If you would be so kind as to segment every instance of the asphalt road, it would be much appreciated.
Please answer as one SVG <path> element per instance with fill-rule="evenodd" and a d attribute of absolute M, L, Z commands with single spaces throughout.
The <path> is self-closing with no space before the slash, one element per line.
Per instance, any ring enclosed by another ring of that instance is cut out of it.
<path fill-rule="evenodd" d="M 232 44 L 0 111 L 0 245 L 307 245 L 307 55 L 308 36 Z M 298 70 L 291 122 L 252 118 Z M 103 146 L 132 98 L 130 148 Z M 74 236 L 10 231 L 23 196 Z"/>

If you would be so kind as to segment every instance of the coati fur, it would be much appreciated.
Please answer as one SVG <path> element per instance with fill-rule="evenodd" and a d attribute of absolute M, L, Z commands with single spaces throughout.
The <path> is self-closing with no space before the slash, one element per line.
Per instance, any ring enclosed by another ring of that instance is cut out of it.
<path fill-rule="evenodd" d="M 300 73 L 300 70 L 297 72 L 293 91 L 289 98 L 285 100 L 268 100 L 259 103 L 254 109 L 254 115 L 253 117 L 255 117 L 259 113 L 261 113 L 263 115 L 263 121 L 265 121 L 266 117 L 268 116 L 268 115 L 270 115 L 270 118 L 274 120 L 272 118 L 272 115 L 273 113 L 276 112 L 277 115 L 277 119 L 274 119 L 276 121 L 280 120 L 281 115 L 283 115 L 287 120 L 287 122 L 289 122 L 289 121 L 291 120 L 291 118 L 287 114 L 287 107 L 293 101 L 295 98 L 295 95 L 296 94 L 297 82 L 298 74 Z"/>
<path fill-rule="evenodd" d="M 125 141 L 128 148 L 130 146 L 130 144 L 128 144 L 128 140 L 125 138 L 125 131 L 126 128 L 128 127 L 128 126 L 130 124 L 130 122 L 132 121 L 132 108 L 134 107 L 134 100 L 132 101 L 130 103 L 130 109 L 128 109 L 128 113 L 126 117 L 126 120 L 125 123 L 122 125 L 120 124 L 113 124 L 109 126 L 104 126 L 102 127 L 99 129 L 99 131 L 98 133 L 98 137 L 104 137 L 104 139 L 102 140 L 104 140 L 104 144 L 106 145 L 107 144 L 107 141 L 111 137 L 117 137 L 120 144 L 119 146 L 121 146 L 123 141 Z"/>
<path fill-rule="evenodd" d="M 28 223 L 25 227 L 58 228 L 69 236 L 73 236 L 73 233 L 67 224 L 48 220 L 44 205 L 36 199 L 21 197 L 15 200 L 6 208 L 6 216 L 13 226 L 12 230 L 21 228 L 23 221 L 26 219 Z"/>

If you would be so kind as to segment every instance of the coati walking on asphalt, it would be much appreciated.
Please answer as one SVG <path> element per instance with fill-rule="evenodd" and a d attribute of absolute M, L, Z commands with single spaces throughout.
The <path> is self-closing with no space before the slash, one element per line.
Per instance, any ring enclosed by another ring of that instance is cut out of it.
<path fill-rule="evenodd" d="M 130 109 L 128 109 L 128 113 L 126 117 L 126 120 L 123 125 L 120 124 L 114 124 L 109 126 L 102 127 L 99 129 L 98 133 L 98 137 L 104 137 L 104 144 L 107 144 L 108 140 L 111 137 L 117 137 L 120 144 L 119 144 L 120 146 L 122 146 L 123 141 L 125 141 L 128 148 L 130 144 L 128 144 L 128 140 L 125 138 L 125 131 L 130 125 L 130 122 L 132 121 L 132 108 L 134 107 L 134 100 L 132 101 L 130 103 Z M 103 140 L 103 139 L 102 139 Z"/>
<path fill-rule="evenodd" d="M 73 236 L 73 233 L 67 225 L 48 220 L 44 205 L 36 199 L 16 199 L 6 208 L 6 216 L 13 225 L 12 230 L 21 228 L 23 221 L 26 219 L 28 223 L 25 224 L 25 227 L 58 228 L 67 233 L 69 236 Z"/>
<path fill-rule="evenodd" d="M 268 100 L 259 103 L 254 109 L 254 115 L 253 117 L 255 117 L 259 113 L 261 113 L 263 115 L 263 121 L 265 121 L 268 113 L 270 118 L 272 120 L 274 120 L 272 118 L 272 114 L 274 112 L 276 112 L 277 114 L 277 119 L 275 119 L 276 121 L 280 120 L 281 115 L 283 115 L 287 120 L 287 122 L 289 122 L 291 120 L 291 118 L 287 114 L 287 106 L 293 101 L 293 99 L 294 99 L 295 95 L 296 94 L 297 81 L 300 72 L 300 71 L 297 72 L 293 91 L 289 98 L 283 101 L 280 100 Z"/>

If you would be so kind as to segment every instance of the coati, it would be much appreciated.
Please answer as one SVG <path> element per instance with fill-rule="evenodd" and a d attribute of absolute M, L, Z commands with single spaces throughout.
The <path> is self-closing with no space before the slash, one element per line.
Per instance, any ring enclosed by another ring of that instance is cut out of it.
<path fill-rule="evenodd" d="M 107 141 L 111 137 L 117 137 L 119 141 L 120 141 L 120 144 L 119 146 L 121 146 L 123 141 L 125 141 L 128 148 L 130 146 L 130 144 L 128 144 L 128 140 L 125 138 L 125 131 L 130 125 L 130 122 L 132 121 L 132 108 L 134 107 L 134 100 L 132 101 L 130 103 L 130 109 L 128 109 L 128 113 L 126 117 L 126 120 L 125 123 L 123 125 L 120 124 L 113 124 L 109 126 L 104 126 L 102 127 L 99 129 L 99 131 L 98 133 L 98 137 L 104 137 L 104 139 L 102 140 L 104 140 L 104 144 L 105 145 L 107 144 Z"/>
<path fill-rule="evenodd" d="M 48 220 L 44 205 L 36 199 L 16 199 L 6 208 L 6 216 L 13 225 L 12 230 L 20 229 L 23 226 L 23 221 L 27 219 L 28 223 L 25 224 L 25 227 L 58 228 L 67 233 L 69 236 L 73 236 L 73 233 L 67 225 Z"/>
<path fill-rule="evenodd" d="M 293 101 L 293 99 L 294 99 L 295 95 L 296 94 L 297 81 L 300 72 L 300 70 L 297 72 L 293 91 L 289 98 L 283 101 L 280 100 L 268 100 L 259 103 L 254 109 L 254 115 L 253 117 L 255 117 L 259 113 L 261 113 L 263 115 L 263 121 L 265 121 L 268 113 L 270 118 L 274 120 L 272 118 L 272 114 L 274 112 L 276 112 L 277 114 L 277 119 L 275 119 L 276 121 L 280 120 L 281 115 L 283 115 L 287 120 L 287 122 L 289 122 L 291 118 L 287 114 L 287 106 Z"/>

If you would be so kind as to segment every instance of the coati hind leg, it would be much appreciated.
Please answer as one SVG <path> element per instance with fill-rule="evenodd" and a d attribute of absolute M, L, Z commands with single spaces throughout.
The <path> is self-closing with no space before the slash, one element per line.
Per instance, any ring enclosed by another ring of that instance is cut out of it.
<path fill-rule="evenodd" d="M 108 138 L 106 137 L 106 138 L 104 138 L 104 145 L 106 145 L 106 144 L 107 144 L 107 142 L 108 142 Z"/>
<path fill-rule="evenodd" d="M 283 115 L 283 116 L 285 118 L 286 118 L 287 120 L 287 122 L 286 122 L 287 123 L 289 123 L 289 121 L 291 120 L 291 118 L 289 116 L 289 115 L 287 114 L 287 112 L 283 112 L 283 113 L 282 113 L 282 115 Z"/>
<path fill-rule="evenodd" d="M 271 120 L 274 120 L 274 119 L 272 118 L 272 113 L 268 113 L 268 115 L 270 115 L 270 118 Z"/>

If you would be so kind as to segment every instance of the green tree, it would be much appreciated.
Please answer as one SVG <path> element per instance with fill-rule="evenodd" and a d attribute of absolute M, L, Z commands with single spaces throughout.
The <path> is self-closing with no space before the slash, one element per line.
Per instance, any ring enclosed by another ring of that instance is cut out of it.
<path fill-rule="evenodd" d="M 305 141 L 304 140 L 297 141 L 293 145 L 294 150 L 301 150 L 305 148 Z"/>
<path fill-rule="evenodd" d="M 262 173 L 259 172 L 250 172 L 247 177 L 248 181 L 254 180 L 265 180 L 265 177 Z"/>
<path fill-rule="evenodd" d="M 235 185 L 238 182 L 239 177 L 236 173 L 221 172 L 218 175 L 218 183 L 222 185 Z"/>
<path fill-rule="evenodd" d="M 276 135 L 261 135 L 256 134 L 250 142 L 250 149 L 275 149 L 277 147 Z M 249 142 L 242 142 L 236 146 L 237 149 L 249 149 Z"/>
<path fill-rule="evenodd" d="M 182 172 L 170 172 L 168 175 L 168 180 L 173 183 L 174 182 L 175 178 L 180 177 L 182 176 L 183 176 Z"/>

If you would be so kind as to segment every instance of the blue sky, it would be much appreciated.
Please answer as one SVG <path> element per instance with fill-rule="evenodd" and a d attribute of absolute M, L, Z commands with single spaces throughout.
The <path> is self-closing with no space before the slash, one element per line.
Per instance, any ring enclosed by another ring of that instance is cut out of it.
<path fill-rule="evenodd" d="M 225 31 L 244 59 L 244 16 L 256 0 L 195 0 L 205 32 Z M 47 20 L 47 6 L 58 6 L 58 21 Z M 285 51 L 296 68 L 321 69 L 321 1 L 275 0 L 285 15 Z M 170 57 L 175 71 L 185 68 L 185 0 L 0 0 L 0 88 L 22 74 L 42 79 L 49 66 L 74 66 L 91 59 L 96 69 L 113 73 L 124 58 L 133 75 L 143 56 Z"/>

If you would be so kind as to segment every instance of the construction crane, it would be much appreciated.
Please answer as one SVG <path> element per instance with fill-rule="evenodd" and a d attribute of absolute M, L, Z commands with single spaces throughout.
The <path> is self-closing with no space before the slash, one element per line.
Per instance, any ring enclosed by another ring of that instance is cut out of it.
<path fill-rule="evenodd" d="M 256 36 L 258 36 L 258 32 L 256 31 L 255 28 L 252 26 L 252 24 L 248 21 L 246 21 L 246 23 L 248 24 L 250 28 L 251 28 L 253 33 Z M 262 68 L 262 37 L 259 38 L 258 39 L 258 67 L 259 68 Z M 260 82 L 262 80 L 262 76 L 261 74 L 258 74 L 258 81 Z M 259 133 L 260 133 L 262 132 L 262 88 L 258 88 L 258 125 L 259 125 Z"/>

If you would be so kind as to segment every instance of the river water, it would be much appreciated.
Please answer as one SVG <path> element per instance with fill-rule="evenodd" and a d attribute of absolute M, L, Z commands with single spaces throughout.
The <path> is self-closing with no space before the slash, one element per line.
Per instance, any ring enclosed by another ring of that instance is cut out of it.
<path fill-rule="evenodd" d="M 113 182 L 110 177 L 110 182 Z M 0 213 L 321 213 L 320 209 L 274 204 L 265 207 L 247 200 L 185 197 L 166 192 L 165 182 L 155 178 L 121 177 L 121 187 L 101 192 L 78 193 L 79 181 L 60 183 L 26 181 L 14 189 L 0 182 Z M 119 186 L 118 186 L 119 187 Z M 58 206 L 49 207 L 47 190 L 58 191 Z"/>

────────────────────

Petunjuk Pengerjaan: Ulangi persis baris-baris entri di atas, mulai dari baris yang memuat "coati, it would be much appreciated." hingga baris yang memuat "117 137 L 119", termasuk kedua baris tersebut.

Hasil Pengerjaan:
If you would be so kind as to segment every instance of the coati, it would be much appreciated.
Please answer as one SVG <path> element per instance with fill-rule="evenodd" and a d attribute of absolute M, L, Z commands with single spaces throughout.
The <path> is self-closing with no space before the slash, one element per line.
Per instance, any ring enclosed by another ring of that instance is cut out of it.
<path fill-rule="evenodd" d="M 107 141 L 111 137 L 117 137 L 119 141 L 120 141 L 120 144 L 119 146 L 121 146 L 123 141 L 125 141 L 128 148 L 130 146 L 130 144 L 128 144 L 128 140 L 125 138 L 125 131 L 130 125 L 130 122 L 132 121 L 132 108 L 134 107 L 134 100 L 132 101 L 130 103 L 130 109 L 128 109 L 128 113 L 126 117 L 126 120 L 125 123 L 123 125 L 120 124 L 113 124 L 109 126 L 104 126 L 102 127 L 99 129 L 99 131 L 98 133 L 98 137 L 104 137 L 104 139 L 102 140 L 104 140 L 104 144 L 105 145 L 107 144 Z"/>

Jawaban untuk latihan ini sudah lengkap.